[BEGIN Data to use]

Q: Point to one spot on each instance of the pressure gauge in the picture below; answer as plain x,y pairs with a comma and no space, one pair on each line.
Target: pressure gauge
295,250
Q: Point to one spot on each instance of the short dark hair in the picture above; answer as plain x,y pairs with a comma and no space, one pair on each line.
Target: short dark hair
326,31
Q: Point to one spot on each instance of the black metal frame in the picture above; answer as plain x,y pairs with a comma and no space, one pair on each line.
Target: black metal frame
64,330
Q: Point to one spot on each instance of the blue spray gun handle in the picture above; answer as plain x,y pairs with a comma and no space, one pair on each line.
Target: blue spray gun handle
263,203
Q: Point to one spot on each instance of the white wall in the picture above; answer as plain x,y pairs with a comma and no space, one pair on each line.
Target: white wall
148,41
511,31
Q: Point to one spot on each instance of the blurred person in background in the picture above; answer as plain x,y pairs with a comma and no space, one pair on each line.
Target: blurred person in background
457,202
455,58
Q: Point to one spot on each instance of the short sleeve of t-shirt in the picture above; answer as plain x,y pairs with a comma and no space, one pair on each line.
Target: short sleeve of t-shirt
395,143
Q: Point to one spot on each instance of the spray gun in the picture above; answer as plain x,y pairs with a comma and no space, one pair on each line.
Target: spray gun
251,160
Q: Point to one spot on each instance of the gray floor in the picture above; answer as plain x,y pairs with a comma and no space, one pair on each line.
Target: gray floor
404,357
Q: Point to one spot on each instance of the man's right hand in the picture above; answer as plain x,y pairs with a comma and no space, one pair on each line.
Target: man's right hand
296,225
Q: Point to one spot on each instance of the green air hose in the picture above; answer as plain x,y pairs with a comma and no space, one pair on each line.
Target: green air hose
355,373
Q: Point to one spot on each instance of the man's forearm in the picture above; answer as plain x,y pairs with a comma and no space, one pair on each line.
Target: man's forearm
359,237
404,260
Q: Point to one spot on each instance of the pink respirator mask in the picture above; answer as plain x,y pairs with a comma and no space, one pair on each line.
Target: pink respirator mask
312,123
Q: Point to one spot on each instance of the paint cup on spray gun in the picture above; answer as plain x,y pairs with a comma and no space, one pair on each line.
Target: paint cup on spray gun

[END Data to use]

### [What is expected]
Return the entries above exactly, each one complete.

### [Response below]
Q: Point to one spot on each instance of the pressure gauge in the picture below; answer as plain x,y pairs with a comma and no space, one pair on each line.
Target: pressure gauge
295,250
Q: Point to one spot on each instance of the short dark hair in the picture above; answer as plain x,y pairs with a comma and no space, one pair on each line.
Target: short dark hair
326,31
Q: Point to one spot on each instance of the black metal frame in the picture above; answer as plain x,y pairs with a comma and no space, one pair on each line.
Target: black metal frame
64,330
Q: Point to one spot on each instance of the blue spray gun handle in the picture above; answer as plain x,y pairs with a comma and no space, one pair on each line.
Target: blue spray gun handle
263,203
Q: Point to one spot on each instance of the white wall in the picture above; answer as plain x,y pairs with a comma and no space, one pair on each line.
Target: white wall
148,41
511,31
Q: Point to one spot on each instance of the blurred person in background in the picture above; answer as plain x,y pairs with a comma and no space, one pair on each line.
Target: blurred person in background
457,202
455,58
Q: Point to one spot on each instance of the short sleeve of t-shirt in the picture above; answer as plain x,y pairs with a comma and no space, one pair on each line.
Target: short sleeve of t-shirt
395,143
Q: Point to one spot on each instance of the spray gun in the picture above; answer as plain x,y pairs with a comma and no space, one pair on each line.
Target: spray gun
251,160
Q: Point to one spot on each instance of the gray floor in the picture above; answer as plain x,y pairs with a comma and no space, one pair on each line.
Target: gray floor
404,357
Q: Point to one spot on each instance of the man's right hand in the picture above; answer as plain x,y pairs with a comma and no space, one pair on each line.
Target: man's right hand
296,225
Q: Point to one spot on each instance of the green air hose in the picture above; answer as plain x,y pairs with a comma and no space, one pair on each line.
Target: green air hose
355,373
Q: Point to one spot on each instance of the man's forearm in the picture above; answer as plain x,y pairs with a comma and no space, one pair on each line.
Target: man's forearm
359,237
404,260
Q: Point to one spot on each instance of the pink respirator mask in the picture above; answer as plain x,y pairs with a comma and no space, one pair on each line.
Target: pink respirator mask
312,123
Q: Point to one spot on each instance of the paint cup on spray gun in the picture above; answer as plain x,y pairs with a comma and no space, one pair on each line.
Target: paint cup on spray gun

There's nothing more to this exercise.